---------- Selected excerpt ----------
The PNE may be cancelled — but there's optimism your summer won't be
Decreasing case counts are important, but so is emerging data out of the U.K. and Israel
In the early days of the pandemic, the phrase "out of an abundance of caution" was often used as people accepted shutting down large parts of their lives.
That same philosophy is now guiding festivals figuring out their summer plans.
"An in-person traditional style fair … was simply not possible," said Laura Ballance, spokesperson for the PNE, which announced Wednesday it would be cancelled for 2021.
The annual date for the fair is about 100 days away — but Ballance said with Provincial Health Officer Dr. Bonnie Henry saying "big events" were "not likely" this year, the PNE made an early decision to pull the plug.
"You have a go, no-go moment in order to ramp up. We are at the time where we would need to start making commitments to suppliers and contractors."
The PNE's decision came a day after Bard on the Beach announced it would stick with digital-only offerings this summer as well.
But while large events where hundreds of people gather at once may need to be cancelled for a second summer, there's a number of emerging signals that things in B.C. might begin looking more "normal" over the next few months.
"I do think the signs are good for August," said Sarah Otto, an evolutionary biologist at UBC.
Otto is part of the B.C. COVID 19 Modelling Group, a group of researchers from SFU and UBC who earlier this year warned hospitalizations and daily case numbers could explode in B.C. if further restrictions weren't imposed.
And while the province resisted implementing new restrictions for most of March — and paid the price with hospitalizations and active cases doubling in a matter of weeks — they eventually did put in new public health orders, and pandemic numbers have gone down rapidly ever since.
More specifically, active cases, the rolling average of new cases and people under active monitoring are all down by more than 30 per cent from their third wave peak, with no sign of slowing down.
But the second reason modellers see cause for optimism is witnessing what has happened in countries where the majority of the population has received a vaccine shot, a mark B.C. will likely pass at some point in late May.
Specifically, daily cases in Israel and the United Kingdom are down by more than 90 per cent since their peaks in January and have continued to go down even as restrictions have lifted.
----------
### Problem set
A - Reproduce the stretch of the PNE article from "Otto is part" through "rapidly ever since.", word for word.
B - Please continue the article on the PNE cancellation and B.C.'s summer outlook, picking up after its last sentence.
You won't need the rows that follow the article.
---------- Records provided ----------
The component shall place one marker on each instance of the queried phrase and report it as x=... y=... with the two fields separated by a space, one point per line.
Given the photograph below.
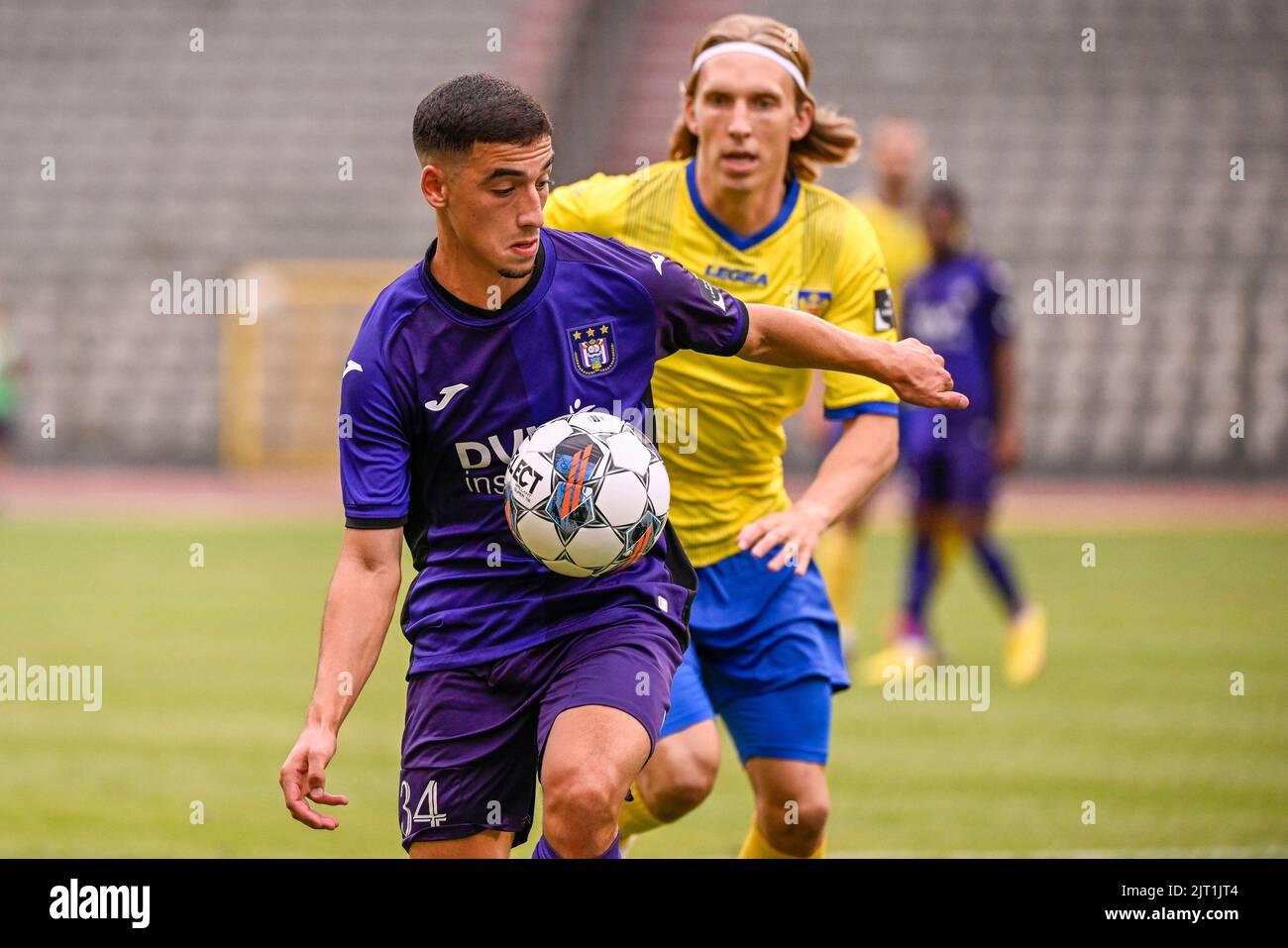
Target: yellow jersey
x=819 y=256
x=903 y=243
----------
### Answers to this exercise
A -
Otto is part of the B.C. COVID 19 Modelling Group, a group of researchers from SFU and UBC who earlier this year warned hospitalizations and daily case numbers could explode in B.C. if further restrictions weren't imposed.
And while the province resisted implementing new restrictions for most of March — and paid the price with hospitalizations and active cases doubling in a matter of weeks — they eventually did put in new public health orders, and pandemic numbers have gone down rapidly ever since.

B -
"The signs are good," said Otto.
"Now mind you, they're not fully opened up, there are still a little bit of restrictions or layers of protection, and I think we're going to see that this summer too."
Turning point in July?
Both Otto and Daniel Coombs, another member of the modelling group that has helped the government with its projections, say there's a few things they will be watching for to see if B.C. can be in a similar situation come June and July.
One is whether any new variants emerge that are more resistant to vaccines than previous ones have been. Another is further data in more jurisdictions on the efficiency of one vaccine shot months after it's delivered.
If that provides good news, the biggest question becomes what percentage of British Columbians need at least one vaccine shot before restrictions can start to be lifted without a large risk of cases once again surging.
"Is it that 50, 60 per cent range?" said Coombs. "Add three weeks [for the vaccine to take effect] and that puts you somewhere in early July."
In other words, based on available evidence, it's possible that by the end of July case counts are low enough and enough people are vaccinated for summer activities to look very similar to previous years, so long as you aren't gathering with several hundred strangers.
It's nowhere near the level of certainty required for large organizations like the PNE to make plans, and both Coombs and Otto believe the government will err on the side of caution in lifting restrictions.
But it's more optimism than many have had in quite some time.
"Just get vaccinated when you have the chance," said Coombs. "It's just so critical at this point."